**Tasks to complete**
(1) For the adoption naming thread below, say whether each statement agrees with it: (a) the discussion concerned adopting a newborn; (b) the reply holds that renaming should be decided case by case; (c) the questions are meant only for adoptive parents. Answer yes or no for each, quoting the words that decide it.
(2) In the adoption naming thread below, in what state is the county where the child mentioned in the reply was in foster care?
(3) Please reproduce the adoption naming thread below from "I was having" to "enough to understand?".

**Supplied text**
● ● ● ● ● ● ●
Adoption

Child's Name Post Adoption

I was having a discussion with a friend about naming a child after adoption.  Below are a few questions that I'm interested in the answers to after our conversation.  And these are directed at adoptive parents, adoptees, birth parents or anyone else who has an opinion or insight.  I'm really curious about every side of the equation with this.  And if this matter, this was discussed as related to adopting from foster care so the child would not be newborn when adoption was finalized.

1.  Do you think a child should/could be renamed after adoption by their adoptive parents?
2.  Do you think some element of the child's birth name should be kept? Or is it okay for the child to have a totally new name (no components of their birth name)?
3.  How would you/do you explain the new name to the child when they are old enough to understand?
4.  If no components of the birth name are used, do you think that is "erasing" the connection/history to the birth family?  Or do you worry the child will view it that way?
5.  Should the adoptive parents keep part of the birth name for this connection to the birth family if they don't truly love that component of the birth name?

I realize these are some load questions and I apologize if they are worded poorly.  I hope you understand what I'm trying to ask.

Re: Child's Name Post Adoption

  • I think it really needs to be on a case-by-case basis. A friend of mine was in that county in NJ where little Adolph Hitler Lastname was in foster care. That child would get a name change. If the child has a unique name that would make them easily searchable/findable, and there was an issue with unstable birthparents, that child would get a name change.
● ● ● ● ● ● ●
**Listed entries**
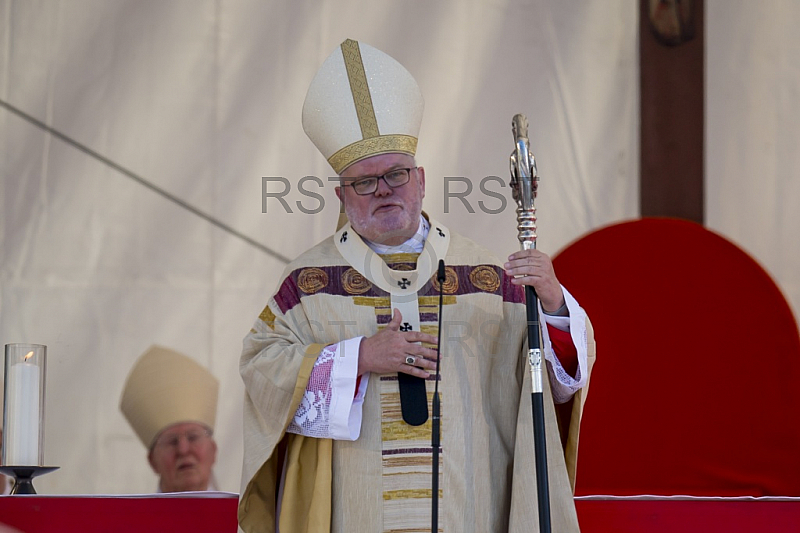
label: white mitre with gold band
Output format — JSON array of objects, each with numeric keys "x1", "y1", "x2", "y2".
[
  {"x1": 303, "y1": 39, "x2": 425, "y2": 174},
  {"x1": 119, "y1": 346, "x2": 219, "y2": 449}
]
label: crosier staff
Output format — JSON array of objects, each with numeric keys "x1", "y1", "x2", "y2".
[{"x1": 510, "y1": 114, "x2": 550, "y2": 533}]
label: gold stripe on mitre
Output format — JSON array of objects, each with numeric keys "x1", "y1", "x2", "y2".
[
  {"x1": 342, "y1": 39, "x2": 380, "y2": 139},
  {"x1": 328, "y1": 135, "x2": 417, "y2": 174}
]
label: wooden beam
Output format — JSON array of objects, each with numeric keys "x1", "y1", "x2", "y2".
● ● ● ● ● ● ●
**Task-by-task outputs**
(1)
(a) No: "so the child would not be newborn when adoption was finalized."
(b) Yes: "I think it really needs to be on a case-by-case basis."
(c) No: "these are directed at adoptive parents, adoptees, birth parents or anyone else who has an opinion or insight."

(2) NJ.

(3)
I was having a discussion with a friend about naming a child after adoption.  Below are a few questions that I'm interested in the answers to after our conversation.  And these are directed at adoptive parents, adoptees, birth parents or anyone else who has an opinion or insight.  I'm really curious about every side of the equation with this.  And if this matter, this was discussed as related to adopting from foster care so the child would not be newborn when adoption was finalized.

1.  Do you think a child should/could be renamed after adoption by their adoptive parents?
2.  Do you think some element of the child's birth name should be kept? Or is it okay for the child to have a totally new name (no components of their birth name)?
3.  How would you/do you explain the new name to the child when they are old enough to understand?